Dataset excerpt:
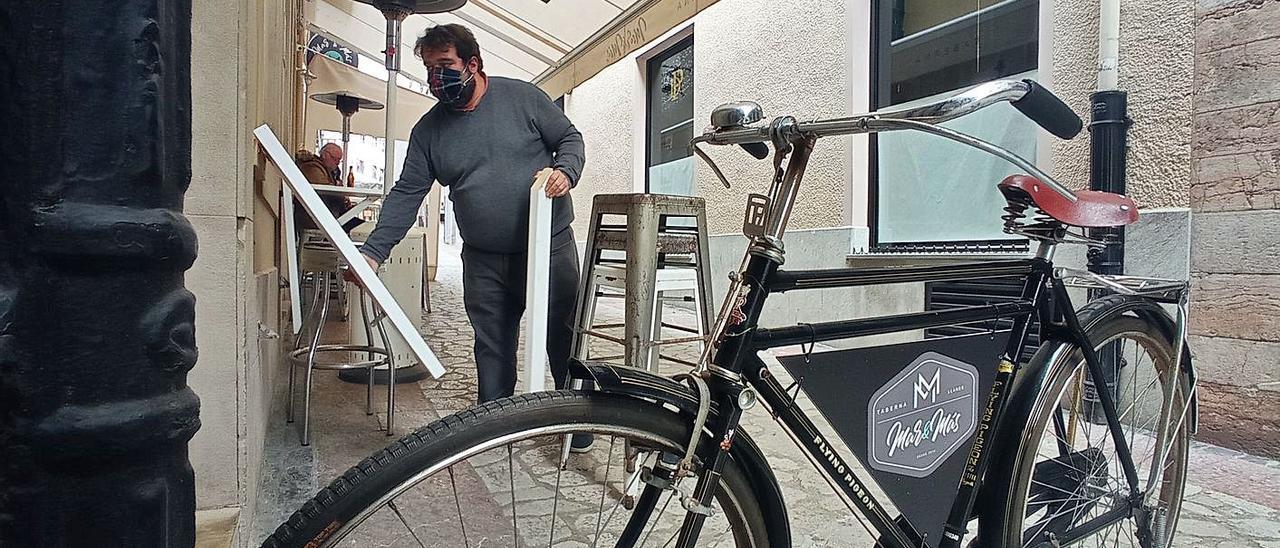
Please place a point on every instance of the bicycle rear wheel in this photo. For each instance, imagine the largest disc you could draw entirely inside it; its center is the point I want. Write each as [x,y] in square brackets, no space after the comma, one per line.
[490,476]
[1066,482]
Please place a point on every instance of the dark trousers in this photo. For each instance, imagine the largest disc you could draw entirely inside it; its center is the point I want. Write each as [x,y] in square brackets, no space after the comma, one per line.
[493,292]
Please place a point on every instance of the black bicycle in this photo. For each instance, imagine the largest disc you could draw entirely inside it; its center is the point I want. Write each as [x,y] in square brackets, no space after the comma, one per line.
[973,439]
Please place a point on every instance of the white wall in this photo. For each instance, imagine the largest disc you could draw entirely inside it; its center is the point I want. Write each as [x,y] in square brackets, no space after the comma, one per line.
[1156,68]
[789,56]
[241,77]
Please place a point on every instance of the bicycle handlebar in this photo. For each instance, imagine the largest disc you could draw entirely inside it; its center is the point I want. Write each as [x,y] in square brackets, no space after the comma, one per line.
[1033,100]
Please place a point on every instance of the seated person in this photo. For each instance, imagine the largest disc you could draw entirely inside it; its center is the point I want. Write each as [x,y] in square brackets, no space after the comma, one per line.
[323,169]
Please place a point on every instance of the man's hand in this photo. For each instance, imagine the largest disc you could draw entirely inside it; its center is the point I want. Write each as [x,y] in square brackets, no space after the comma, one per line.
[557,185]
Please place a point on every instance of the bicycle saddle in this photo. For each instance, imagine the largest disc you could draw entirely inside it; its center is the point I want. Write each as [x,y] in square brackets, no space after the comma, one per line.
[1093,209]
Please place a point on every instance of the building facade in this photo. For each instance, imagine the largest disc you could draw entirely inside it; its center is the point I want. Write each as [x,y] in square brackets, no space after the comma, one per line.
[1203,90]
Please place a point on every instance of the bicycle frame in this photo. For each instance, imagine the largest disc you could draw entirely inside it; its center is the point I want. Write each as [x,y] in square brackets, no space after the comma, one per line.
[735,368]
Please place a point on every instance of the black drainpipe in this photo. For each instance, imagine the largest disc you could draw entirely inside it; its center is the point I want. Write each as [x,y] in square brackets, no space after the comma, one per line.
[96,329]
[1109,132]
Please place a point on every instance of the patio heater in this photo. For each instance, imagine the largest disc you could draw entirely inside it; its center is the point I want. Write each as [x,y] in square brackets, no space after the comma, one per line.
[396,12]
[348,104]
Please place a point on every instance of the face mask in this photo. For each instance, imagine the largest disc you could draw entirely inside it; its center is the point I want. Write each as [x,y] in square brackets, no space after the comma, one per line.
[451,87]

--

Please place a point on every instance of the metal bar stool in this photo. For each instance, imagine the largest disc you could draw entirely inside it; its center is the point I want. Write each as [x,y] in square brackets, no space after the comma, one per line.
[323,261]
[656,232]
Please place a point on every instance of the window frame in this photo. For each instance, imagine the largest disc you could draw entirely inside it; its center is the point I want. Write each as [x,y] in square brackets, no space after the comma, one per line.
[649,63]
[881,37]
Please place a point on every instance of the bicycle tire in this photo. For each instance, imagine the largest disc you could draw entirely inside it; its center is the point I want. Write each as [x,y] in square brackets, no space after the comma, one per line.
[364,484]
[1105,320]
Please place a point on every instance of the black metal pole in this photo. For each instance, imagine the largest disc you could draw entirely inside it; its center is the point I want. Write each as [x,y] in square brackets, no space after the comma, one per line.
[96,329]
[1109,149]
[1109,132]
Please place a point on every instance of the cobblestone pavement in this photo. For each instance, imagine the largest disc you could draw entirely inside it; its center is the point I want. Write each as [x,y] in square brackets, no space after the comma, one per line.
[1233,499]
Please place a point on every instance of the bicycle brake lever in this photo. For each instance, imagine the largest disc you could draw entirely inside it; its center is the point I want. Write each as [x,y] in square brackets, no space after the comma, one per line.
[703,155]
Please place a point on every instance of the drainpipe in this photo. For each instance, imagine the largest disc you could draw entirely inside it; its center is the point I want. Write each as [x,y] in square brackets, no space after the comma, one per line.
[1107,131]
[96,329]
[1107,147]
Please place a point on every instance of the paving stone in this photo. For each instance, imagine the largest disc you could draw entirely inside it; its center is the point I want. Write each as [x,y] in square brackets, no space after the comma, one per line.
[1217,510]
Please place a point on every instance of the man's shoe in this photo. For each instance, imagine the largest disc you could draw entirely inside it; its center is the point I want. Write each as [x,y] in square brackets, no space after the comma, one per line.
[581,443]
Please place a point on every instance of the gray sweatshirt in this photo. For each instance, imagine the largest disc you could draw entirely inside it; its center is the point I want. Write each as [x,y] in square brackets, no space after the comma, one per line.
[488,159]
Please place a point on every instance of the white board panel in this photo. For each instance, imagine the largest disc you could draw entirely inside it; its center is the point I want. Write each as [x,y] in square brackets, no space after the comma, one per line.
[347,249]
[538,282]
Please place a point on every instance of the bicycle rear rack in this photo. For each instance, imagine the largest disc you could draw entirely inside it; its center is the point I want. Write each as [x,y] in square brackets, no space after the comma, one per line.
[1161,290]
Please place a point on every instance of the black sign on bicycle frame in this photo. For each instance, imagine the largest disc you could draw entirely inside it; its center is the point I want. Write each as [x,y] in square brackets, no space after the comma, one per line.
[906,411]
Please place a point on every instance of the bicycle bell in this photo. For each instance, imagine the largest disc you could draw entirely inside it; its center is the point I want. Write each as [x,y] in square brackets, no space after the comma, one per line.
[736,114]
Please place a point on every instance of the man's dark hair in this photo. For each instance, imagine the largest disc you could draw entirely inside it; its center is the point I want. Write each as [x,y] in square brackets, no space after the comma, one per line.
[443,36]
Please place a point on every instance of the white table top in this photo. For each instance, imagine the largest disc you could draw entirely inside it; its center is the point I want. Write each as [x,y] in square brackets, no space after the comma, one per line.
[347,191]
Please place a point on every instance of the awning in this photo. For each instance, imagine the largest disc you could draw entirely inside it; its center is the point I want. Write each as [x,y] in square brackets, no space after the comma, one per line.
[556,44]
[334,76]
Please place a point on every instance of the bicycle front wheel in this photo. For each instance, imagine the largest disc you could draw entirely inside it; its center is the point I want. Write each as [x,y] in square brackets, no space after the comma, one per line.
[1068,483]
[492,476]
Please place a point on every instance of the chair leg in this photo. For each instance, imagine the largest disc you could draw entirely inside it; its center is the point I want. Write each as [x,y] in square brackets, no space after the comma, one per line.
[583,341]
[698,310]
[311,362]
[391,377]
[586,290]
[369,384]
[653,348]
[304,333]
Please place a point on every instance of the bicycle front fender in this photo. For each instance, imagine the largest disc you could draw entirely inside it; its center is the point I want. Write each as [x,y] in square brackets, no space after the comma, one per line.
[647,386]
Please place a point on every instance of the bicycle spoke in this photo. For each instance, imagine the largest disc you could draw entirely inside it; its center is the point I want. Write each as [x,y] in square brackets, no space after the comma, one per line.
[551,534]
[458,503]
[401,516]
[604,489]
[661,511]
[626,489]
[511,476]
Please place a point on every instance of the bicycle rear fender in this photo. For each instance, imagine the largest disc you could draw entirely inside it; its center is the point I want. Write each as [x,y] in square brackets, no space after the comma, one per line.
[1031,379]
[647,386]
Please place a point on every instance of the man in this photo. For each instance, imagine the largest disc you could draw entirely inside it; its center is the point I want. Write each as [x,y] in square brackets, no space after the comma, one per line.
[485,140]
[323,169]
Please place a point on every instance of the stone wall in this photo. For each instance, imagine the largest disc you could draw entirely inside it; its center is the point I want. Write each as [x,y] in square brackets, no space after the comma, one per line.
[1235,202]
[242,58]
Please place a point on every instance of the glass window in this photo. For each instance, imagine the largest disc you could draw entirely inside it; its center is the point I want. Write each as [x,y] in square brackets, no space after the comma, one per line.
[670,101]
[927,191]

■ PROBLEM DETAILS: Please extract each line above that contains the word "glass". Case counts, so a line qualifies only if the capitalization matches.

■ RESPONSE FOR THIS EXERCISE:
Please place a point on every instance of the glass window in this photo. For each instance, imagine the largest disc you could draw entirely inside it; its center is the point I want. Write each as [x,y] in square brackets, no space after the comma, one per line.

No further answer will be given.